What the task requires -> Count the lines in the entries below that mention the string "large", then write that number by itself.

+++ Dataset records

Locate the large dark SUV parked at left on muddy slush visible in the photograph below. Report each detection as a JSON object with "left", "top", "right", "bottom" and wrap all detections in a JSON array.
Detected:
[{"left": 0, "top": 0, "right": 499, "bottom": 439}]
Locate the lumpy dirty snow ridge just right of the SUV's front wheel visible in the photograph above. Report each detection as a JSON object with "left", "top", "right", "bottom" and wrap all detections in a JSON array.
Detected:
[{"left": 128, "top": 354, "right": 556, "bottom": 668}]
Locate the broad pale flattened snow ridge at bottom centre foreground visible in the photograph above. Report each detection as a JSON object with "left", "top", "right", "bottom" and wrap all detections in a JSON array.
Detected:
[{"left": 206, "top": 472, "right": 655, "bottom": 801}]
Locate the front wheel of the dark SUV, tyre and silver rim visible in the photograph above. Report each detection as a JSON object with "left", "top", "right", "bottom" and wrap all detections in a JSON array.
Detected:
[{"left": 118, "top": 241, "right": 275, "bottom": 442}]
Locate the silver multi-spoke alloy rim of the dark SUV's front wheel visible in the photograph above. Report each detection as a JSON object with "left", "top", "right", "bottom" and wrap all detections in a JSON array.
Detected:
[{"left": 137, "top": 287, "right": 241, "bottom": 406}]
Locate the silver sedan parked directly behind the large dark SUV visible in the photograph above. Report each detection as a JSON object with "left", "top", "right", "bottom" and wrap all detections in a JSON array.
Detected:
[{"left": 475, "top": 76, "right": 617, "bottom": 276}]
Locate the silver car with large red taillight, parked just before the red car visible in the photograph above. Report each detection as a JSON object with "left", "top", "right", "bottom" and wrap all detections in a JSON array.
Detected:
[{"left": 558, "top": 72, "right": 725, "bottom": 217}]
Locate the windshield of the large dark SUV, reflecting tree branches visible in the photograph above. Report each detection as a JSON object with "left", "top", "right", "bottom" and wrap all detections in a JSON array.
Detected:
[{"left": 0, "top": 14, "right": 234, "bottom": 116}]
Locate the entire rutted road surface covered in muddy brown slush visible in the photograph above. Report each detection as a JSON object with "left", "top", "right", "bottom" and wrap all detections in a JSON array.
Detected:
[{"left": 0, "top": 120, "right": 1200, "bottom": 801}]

++++++

Solution to this task -> 4